> [Task to carry out] Exactly the lines starting at the line containing "Could you point out the blue" and ending at the line containing "Could you point out the steel" are to be written out from the listing below, both included.

> [Exercise input]
⟨

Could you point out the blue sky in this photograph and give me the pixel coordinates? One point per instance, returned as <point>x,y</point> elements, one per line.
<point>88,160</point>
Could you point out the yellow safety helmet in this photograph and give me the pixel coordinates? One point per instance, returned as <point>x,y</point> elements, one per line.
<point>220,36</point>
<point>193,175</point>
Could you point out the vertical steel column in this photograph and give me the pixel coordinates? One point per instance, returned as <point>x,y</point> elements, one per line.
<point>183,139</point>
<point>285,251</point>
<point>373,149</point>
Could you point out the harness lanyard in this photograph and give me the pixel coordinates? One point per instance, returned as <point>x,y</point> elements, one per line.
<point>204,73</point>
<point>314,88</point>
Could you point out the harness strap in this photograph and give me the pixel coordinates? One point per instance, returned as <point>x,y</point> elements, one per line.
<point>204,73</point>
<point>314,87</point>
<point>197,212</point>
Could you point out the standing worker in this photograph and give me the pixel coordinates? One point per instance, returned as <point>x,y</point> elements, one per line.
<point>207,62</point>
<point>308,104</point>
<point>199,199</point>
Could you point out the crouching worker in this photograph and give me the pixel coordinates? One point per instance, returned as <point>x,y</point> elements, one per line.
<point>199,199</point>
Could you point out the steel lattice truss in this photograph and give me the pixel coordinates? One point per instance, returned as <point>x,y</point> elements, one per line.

⟩
⟨

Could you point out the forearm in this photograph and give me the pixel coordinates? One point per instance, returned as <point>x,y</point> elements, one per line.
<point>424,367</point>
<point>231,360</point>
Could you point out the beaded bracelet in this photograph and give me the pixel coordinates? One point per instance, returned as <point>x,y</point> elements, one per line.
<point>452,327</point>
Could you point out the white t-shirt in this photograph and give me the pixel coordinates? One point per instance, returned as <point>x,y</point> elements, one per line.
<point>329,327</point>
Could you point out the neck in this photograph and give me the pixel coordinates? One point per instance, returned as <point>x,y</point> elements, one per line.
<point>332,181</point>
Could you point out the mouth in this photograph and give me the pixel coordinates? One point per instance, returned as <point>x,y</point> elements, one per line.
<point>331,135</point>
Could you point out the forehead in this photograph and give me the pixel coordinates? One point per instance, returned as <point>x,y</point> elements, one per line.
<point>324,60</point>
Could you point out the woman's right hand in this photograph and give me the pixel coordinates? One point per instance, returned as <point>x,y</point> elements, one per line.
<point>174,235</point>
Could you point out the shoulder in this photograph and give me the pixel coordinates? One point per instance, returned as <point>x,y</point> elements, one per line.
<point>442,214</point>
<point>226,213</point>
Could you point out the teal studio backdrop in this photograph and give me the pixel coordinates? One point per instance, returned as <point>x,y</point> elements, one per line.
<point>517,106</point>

⟩

> [Solution for this exercise]
Could you point out the blue sky in this photograph and give me the pixel coordinates? One point per instance, returned as <point>x,y</point> elements, one per line.
<point>88,160</point>
Could you point out the yellow safety helmet in this photograph and give me the pixel coordinates? One point per instance, returned as <point>x,y</point> elements, one per line.
<point>220,36</point>
<point>193,175</point>
Could you point out the vertical steel column in this photograph and give me the pixel coordinates? One point per instance, returned as <point>x,y</point> elements, one per line.
<point>183,139</point>
<point>285,251</point>
<point>373,149</point>
Could you point out the harness lanyard in this photograph and give me the pixel coordinates? One point per instance, returned as <point>x,y</point> elements, one per line.
<point>204,73</point>
<point>314,88</point>
Could you point out the harness strap in this photograph and give me the pixel coordinates? One point per instance, returned as <point>x,y</point> elements, one per line.
<point>204,73</point>
<point>314,87</point>
<point>197,212</point>
Could you point out the standing worker in this photograph and give me the pixel coordinates? One point per instance, returned as <point>x,y</point> elements, one per line.
<point>207,62</point>
<point>308,104</point>
<point>199,199</point>
Could you point out the crouching worker in this photograph and give me the pixel coordinates? One point per instance, returned as <point>x,y</point> elements, one per line.
<point>199,199</point>
Could you point out the steel lattice truss in this photograph and give me the pixel coordinates? One point per instance, returned as <point>x,y</point> elements, one per line.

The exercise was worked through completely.